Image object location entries
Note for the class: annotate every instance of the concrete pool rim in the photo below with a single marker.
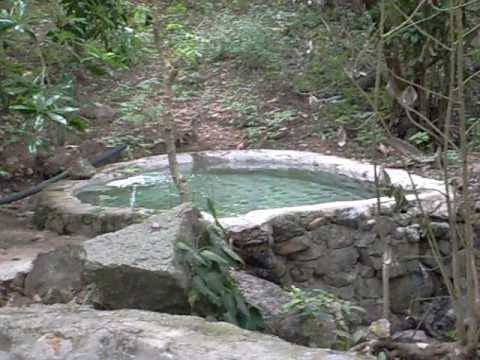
(59, 209)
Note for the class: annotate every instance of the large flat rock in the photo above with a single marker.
(132, 268)
(67, 332)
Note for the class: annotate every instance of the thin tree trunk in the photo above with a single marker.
(168, 122)
(470, 261)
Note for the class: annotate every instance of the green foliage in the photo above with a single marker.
(41, 107)
(211, 282)
(323, 305)
(420, 138)
(248, 39)
(95, 19)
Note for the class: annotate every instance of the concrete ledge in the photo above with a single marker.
(59, 209)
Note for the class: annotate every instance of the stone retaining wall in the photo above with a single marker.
(342, 252)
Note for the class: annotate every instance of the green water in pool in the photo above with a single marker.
(234, 191)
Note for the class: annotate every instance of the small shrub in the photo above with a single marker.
(246, 39)
(322, 304)
(211, 282)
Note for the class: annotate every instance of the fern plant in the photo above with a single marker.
(323, 305)
(211, 282)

Stated task
Reproduce the material from the line containing "Note for the class: annotate every instance of the small" through the end of the material, both ends included, keeping the instruction lines unchanged and scaling every coordinate in the answers by 1.65, rounded to the nearest whole number with halves rounded up. Give only those lines.

Answer to the problem
Note for the class: annotate every instance of the small shrub in the photo above with a single marker.
(406, 64)
(531, 502)
(348, 465)
Note for the class: annotate every instance of the fern plant in the photo above with a single marker.
(533, 503)
(348, 465)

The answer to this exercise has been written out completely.